WHAT TO WORK ON: Return every one of the records below verbatim, keeping each line unchanged and in its original order.

MATERIALS PROVIDED:
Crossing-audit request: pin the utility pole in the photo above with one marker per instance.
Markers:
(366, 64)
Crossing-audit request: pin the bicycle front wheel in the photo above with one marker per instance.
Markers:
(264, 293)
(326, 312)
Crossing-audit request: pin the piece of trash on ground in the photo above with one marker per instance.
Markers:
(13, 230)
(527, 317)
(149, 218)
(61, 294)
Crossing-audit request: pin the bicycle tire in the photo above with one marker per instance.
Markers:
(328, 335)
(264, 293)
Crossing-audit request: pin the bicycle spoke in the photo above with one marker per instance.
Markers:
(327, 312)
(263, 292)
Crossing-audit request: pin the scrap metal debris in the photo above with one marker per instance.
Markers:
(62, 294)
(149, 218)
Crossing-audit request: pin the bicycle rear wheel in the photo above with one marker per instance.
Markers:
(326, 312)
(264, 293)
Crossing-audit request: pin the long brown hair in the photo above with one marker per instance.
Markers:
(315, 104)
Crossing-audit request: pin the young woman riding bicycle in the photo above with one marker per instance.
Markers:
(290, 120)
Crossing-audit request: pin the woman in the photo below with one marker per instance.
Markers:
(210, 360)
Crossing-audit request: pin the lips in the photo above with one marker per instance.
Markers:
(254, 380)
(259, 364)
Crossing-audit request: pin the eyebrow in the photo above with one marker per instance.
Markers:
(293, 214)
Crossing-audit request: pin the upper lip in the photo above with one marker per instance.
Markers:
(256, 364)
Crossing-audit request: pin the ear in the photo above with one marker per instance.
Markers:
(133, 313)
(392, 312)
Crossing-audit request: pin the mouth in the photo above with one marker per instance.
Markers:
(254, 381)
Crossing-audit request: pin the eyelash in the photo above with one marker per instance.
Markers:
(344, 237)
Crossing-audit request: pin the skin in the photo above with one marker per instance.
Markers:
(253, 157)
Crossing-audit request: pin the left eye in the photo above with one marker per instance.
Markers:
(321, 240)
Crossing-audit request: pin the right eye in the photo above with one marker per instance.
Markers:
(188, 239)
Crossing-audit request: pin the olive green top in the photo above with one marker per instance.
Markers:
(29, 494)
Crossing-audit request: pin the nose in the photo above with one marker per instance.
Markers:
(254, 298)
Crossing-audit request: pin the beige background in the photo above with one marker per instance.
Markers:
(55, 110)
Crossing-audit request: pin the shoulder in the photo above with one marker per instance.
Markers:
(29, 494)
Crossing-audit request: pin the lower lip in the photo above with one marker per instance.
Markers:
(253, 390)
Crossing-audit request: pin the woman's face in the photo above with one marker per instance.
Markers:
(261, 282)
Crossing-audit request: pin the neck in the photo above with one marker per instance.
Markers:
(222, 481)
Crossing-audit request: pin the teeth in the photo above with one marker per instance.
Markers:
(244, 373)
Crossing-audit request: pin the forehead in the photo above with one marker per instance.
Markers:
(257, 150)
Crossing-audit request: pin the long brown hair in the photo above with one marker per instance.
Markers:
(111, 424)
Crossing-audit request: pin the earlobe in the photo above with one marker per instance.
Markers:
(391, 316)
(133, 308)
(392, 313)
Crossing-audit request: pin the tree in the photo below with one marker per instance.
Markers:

RESPONSE TO THE TASK:
Crossing-audit request: pin the utility pole in the photo above with one marker per instance.
Markers:
(366, 64)
Crossing-audit request: pin the bicycle front wheel in the photo above with one marker per instance.
Markers:
(264, 293)
(326, 312)
Crossing-audit request: pin the piece of trash on ground in the photo above with one marker per instance.
Markers:
(13, 230)
(527, 317)
(149, 218)
(61, 294)
Crossing-audit request: pin the bicycle tire in the photo above with one marker per instance.
Markers:
(328, 335)
(264, 293)
Crossing-audit request: pin the bicycle spoke in the photo above with one marker per instance.
Markers:
(327, 312)
(263, 292)
Crossing-audit request: pin the scrap metal debris in the photo above with one marker per instance.
Markers:
(62, 294)
(149, 218)
Crossing-audit request: pin the bicycle rear wheel in the photo above with one marker per instance.
Markers:
(326, 312)
(264, 293)
Crossing-audit request: pin the long brown hair in the photo above with one marker per instance.
Markers:
(315, 104)
Crossing-audit request: pin the young woman riding bicycle in the photo above with one marker per instance.
Markers:
(290, 120)
Crossing-audit request: pin the woman in the photo below with one marker per instance.
Markers:
(210, 360)
Crossing-audit request: pin the lips in the photo above with one marker per instance.
Markers:
(254, 380)
(259, 364)
Crossing-audit request: pin the eyebrow in the photo above with one marker per instance.
Markers:
(293, 214)
Crossing-audit request: pin the upper lip in the photo above with one marker per instance.
Markers:
(256, 364)
Crossing-audit request: pin the ear in the photo above with one marker per instance.
Markers:
(133, 313)
(392, 312)
Crossing-audit request: pin the mouth in the photo above with one marker per instance.
Markers:
(254, 381)
Crossing-audit request: pin the eyelash in the photo above with one marker per instance.
Markers:
(344, 237)
Crossing-audit request: pin the skin in the photo above with one marker per instance.
Markers:
(253, 157)
Crossing-audit request: pin the left eye in the photo above with one marker per instance.
Markers:
(321, 240)
Crossing-audit request: pin the right eye in the photo above with one marker per instance.
Markers:
(188, 239)
Crossing-audit request: pin the olive green top in the photo above with one marker per instance.
Markers:
(29, 494)
Crossing-audit request: pin the nose in the photo above with one marker per instance.
Markers:
(254, 298)
Crossing-audit request: pin the beige background in the photo above with one marker per instance.
Markers:
(55, 110)
Crossing-audit request: pin the shoulder in the photo above with one marker per instance.
Markers:
(29, 494)
Crossing-audit request: pin the lower lip in the photo above with one marker per instance.
Markers:
(253, 390)
Crossing-audit request: pin the woman's face in the photo above with one marker per instance.
Markers:
(261, 282)
Crossing-audit request: pin the neck in the photo above with one marker per instance.
Markers:
(222, 481)
Crossing-audit request: pin the teeth in the photo above with one marker per instance.
Markers:
(244, 373)
Crossing-audit request: pin the forehead in the photo above with one marker per instance.
Markers:
(257, 150)
Crossing-audit request: pin the long brown hair in the photo above with one marker per instance.
Markers:
(111, 424)
Crossing-audit request: pin the earlobe in the photo above with one marker per instance.
Markers:
(391, 316)
(133, 308)
(392, 313)
Crossing-audit request: pin the tree in the photo below with one marker per instance.
Markers:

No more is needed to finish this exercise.